Problem details:
Output the lines of the records as a Markdown table with the columns No. and Entry, skipping blank lines. Begin at the line that contains "Confirm that each instance of the chrome doorknob", and stop after the line that contains "pixel 463 292".

Coordinate annotation records:
<<<<

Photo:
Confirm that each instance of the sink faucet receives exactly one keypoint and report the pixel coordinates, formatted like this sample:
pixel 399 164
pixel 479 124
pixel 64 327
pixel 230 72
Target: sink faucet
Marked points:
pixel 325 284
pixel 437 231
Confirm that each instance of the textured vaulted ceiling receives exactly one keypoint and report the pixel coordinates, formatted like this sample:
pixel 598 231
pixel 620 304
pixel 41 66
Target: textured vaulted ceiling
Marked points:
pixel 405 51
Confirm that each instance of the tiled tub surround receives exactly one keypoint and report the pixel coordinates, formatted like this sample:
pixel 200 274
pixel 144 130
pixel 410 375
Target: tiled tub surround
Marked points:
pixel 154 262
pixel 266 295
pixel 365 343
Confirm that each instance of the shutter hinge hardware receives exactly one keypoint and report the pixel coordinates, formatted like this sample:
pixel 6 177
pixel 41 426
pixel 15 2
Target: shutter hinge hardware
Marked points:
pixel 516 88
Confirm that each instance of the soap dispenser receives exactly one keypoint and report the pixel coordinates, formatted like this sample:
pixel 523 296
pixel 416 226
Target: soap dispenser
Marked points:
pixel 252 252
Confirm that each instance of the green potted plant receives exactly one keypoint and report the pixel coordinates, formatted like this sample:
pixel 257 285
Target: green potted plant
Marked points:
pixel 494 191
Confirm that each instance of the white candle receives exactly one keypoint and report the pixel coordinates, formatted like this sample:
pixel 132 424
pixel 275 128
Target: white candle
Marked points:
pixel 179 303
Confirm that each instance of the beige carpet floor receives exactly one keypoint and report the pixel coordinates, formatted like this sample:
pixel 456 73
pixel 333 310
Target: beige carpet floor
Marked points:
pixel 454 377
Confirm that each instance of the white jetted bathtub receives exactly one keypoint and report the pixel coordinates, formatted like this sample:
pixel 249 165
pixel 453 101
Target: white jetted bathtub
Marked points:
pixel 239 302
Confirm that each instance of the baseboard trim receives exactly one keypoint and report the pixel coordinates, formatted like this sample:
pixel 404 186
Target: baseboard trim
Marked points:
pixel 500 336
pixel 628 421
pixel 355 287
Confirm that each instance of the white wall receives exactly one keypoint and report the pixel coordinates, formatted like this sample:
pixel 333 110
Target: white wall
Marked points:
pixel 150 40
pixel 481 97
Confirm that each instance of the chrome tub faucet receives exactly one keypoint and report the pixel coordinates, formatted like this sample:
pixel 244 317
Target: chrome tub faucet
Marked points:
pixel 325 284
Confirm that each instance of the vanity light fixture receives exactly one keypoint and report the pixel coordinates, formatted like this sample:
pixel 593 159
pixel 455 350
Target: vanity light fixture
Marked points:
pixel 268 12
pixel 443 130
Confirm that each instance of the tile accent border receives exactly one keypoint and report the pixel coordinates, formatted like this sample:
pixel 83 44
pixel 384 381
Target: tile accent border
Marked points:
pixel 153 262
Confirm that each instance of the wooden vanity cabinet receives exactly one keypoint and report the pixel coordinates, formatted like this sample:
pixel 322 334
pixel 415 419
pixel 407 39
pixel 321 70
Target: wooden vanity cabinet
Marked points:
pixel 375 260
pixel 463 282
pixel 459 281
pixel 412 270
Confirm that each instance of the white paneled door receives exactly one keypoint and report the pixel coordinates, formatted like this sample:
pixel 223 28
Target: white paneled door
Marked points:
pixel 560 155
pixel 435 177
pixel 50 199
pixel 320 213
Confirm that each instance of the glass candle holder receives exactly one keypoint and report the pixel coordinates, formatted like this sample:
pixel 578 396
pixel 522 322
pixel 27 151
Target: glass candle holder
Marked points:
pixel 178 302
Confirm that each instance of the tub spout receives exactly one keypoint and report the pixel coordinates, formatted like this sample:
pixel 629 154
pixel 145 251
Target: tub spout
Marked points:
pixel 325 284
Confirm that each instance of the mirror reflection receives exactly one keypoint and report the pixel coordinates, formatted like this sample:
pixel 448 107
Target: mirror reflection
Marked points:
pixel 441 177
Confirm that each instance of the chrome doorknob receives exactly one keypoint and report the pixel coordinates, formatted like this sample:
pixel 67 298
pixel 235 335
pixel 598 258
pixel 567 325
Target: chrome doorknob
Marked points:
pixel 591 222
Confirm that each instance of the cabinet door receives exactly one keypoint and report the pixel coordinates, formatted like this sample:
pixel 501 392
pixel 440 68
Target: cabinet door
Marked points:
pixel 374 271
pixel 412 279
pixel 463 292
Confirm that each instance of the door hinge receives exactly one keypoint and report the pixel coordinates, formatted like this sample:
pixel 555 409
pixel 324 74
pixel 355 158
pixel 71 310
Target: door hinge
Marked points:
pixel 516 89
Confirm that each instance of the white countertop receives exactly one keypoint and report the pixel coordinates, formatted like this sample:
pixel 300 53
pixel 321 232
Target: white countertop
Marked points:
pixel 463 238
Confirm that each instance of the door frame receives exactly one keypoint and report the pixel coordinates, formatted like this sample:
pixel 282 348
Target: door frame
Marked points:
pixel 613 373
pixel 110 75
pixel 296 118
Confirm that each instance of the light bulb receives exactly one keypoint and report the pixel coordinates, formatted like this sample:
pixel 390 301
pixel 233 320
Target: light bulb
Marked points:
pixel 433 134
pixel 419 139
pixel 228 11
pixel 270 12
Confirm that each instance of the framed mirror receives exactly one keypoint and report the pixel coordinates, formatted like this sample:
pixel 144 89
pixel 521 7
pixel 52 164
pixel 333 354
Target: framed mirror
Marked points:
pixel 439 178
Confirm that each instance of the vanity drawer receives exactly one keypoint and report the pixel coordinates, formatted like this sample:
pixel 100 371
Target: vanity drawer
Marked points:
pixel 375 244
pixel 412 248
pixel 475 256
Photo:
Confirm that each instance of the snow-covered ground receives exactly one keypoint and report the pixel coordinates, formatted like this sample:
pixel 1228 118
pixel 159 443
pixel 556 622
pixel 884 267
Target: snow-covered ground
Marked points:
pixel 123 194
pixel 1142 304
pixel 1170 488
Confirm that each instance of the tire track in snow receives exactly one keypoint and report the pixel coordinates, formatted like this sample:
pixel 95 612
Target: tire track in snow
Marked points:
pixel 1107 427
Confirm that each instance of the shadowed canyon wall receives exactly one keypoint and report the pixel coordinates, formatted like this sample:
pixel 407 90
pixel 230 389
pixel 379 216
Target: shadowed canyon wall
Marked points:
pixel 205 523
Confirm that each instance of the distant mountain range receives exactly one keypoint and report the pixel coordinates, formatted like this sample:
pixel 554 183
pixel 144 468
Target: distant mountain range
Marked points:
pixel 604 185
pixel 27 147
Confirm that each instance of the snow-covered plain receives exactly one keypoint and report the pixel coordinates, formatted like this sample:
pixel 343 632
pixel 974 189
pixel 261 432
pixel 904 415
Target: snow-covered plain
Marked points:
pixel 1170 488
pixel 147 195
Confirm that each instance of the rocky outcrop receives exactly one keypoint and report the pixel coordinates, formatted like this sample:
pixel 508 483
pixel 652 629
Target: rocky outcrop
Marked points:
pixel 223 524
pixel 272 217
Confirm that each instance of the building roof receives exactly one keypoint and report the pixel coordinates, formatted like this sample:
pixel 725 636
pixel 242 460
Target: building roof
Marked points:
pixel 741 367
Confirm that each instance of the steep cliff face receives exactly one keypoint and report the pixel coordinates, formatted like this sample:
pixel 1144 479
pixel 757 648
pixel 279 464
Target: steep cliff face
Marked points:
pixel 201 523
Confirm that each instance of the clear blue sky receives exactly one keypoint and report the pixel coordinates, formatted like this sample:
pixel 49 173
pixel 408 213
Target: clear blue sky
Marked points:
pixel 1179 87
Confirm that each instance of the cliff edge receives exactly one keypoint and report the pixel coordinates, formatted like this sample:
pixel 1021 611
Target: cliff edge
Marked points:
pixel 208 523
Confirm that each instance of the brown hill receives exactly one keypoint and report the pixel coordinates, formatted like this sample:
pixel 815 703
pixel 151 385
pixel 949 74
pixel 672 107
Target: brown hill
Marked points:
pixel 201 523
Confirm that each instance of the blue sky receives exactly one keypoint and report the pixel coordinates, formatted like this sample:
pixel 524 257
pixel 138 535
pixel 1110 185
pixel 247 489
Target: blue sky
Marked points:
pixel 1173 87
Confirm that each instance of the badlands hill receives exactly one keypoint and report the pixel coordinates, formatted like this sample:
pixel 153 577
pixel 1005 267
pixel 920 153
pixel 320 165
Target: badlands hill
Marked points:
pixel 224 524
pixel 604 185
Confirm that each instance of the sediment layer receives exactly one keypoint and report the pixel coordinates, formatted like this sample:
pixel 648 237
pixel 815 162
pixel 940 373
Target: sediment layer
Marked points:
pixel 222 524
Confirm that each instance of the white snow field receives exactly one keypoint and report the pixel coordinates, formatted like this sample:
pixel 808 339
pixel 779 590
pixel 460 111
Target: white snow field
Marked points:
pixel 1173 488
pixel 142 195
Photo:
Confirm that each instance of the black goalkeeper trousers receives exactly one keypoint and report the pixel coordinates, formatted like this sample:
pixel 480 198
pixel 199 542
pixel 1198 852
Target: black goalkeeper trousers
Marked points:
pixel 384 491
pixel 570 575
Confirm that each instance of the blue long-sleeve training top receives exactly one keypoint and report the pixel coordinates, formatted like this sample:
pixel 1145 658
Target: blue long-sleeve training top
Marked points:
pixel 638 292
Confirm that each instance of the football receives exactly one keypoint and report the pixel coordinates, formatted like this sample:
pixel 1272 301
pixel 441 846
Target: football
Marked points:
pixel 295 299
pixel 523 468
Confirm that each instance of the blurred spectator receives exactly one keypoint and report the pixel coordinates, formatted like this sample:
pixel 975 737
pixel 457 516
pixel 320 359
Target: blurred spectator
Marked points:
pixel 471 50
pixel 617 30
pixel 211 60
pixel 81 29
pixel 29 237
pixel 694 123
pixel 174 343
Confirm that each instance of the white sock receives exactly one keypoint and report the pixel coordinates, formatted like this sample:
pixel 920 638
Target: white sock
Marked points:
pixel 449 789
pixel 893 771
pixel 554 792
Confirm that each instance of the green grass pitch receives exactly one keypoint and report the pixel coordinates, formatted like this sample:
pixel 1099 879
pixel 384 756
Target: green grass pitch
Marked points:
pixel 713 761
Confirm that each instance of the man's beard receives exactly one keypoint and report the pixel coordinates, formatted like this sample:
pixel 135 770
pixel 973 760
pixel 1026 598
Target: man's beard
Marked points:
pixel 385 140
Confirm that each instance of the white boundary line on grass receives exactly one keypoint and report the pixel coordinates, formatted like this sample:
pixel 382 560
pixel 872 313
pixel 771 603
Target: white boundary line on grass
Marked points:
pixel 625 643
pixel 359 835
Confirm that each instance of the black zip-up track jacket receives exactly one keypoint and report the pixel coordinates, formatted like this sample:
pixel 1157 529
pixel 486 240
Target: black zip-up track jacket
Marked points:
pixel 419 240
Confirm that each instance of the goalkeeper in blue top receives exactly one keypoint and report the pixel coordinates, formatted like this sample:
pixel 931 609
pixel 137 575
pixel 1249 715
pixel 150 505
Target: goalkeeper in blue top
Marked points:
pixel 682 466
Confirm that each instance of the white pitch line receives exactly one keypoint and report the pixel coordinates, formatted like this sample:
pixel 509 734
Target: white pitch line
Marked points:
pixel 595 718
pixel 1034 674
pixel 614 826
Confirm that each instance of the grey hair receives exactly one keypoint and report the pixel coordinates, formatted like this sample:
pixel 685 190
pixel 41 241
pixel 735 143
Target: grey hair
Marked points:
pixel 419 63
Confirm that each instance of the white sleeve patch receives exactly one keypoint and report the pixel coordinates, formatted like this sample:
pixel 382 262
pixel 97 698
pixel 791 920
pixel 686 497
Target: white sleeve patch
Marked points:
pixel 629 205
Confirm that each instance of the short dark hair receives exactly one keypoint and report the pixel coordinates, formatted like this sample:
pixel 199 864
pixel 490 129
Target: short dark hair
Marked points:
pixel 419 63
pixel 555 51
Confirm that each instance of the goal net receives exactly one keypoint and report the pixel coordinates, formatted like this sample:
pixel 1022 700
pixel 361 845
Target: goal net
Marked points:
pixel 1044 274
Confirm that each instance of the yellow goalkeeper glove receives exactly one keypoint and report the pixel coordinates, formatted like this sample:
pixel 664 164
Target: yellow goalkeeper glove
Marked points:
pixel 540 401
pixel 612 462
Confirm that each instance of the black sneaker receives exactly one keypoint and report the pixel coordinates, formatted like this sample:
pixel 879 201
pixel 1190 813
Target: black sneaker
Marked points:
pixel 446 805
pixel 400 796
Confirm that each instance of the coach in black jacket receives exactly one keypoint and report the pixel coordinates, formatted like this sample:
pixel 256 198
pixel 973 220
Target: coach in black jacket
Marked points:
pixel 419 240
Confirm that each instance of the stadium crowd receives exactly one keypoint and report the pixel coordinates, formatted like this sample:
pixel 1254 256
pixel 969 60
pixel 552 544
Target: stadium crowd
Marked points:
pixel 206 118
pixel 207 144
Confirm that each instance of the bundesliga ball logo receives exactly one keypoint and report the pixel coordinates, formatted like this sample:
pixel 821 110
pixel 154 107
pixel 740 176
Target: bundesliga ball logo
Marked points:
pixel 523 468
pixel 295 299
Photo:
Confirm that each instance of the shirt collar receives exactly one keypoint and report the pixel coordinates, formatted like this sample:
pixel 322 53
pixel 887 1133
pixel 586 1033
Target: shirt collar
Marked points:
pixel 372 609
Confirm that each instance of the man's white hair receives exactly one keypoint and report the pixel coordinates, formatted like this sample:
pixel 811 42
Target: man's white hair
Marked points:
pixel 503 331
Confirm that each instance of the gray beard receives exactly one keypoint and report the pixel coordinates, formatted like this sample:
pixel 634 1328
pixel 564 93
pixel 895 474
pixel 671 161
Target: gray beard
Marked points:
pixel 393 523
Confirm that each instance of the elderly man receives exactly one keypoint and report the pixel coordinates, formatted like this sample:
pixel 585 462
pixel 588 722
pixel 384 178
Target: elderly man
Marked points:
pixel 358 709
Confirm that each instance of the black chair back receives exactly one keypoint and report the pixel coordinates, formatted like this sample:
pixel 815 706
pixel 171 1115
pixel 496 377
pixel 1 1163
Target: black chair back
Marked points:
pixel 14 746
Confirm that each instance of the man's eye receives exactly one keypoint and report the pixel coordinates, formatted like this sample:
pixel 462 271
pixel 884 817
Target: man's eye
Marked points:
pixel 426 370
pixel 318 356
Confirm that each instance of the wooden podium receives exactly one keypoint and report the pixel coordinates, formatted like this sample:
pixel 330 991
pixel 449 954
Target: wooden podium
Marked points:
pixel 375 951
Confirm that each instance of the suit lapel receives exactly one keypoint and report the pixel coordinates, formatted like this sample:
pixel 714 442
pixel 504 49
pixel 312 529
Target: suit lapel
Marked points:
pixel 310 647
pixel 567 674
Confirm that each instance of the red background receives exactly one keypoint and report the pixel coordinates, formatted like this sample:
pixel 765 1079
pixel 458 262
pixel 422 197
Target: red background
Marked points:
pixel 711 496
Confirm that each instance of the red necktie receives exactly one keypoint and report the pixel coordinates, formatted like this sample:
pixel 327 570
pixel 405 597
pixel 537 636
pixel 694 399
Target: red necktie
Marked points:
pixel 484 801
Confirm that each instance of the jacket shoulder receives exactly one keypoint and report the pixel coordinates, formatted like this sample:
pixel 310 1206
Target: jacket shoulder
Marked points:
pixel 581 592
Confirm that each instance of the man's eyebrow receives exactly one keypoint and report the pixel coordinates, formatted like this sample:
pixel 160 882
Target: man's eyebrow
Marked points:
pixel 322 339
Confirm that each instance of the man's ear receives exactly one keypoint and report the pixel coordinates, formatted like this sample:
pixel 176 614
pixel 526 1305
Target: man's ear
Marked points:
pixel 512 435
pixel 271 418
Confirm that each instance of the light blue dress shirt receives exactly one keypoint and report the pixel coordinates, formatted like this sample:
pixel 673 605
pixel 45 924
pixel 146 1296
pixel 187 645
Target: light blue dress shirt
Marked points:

>>>>

The result:
| No. | Entry |
|---|---|
| 1 | Confirm that each instance of the chrome doorknob receives exactly one keypoint and report the pixel coordinates, formatted like this sample: |
| 2 | pixel 67 298 |
| 3 | pixel 235 335 |
| 4 | pixel 598 258 |
| 5 | pixel 567 325 |
| 6 | Target: chrome doorknob |
| 7 | Marked points: |
| 8 | pixel 591 222 |
| 9 | Confirm that each instance of the cabinet door receives exactly one keypoint and report the pixel coordinates, formatted like this sample: |
| 10 | pixel 501 392 |
| 11 | pixel 440 68 |
| 12 | Target: cabinet door |
| 13 | Marked points: |
| 14 | pixel 374 271 |
| 15 | pixel 412 279 |
| 16 | pixel 463 292 |